__Esercizio scritto__:
Modifica le righe seguenti sostituendo "integer" con "whole" e lasciando invariato tutto il resto. Nella risposta non includere le immagini.

__Materiali forniti__:
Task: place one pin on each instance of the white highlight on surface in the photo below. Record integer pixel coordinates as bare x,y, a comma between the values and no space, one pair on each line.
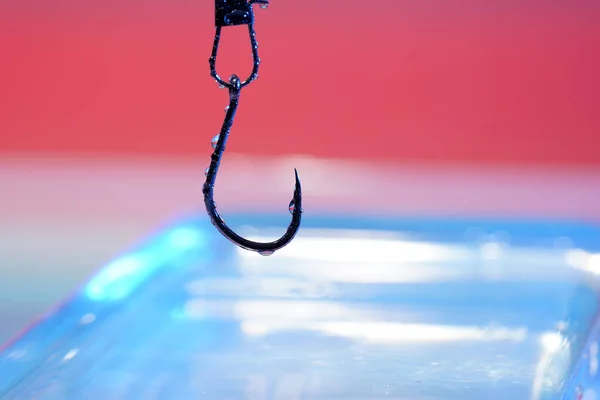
584,260
389,332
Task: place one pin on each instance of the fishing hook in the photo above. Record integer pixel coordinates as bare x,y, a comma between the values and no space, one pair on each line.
230,13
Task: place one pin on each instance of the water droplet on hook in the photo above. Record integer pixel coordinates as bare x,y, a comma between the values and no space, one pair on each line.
214,141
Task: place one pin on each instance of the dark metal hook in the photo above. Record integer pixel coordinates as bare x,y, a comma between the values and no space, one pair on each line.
227,13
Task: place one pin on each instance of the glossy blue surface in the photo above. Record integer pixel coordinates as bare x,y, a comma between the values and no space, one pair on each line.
354,308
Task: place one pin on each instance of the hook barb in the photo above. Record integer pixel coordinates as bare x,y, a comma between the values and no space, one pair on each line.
295,206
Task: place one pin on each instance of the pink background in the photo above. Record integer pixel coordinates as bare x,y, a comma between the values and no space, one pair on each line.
463,80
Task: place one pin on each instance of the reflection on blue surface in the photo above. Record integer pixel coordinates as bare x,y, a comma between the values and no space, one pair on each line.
352,309
118,279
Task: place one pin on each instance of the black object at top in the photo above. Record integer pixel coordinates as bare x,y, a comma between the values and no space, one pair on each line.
235,12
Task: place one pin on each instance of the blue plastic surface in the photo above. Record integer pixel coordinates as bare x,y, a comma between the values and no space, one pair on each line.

__Soluzione__:
Task: place one pin on each instance of the white highlight on surface in the photo below. Record whole pixel coordinates as bare x,y, a comma between the values and no space, one pair on each line.
584,260
389,332
Task: place one pin on each instance of the fishing hook in the photo above. Record whole pixel coordinates as bare x,y, a comma between the values and no space, one pair on each line.
230,13
Task: place one pin on each instance of the water droplet on hook in the photo above. Record whole pixel coordinates as bare x,y, a comma between the values and no space, one pair on each line.
214,141
Task: place one pin on each instance of the dark metal hook in the photo above. Record whole pixel coordinates as bare x,y, a comma between the values and no space, one pair on each line.
227,13
Task: place one pin on each instance of the glossy blue surface in the photo above. Record whole pixel coordinates as bare x,y, a comma between the values and no space, one pair on each line.
354,308
Task: place one pin on each instance of the hook barb in the photo above. Record whole pixel coordinates as bare x,y, a comma between the values and no space, one pair on each line.
295,206
Task: place one pin on each instance of the pink background in the photo above. Record whole pixel coordinates as bare x,y, a comma between the values and no space, one pair on each line.
463,80
Task: place one pin on each instance of the reflection on blue surface in the photo above. Record whole pixel coordinates as bare x,y, a comma between the values and no space, one pair on each line.
352,309
118,279
Task: place one pin on each instance of the black object at top in the photo above. Record whole pixel coordinates as bare x,y, a comma between the values and no space, one pair on each line.
235,12
Task: place one pin on each instance of the blue plastic surface in the photo above. Record whole pixel coordinates as bare x,y, a comma between the values and no space, one pair on each line.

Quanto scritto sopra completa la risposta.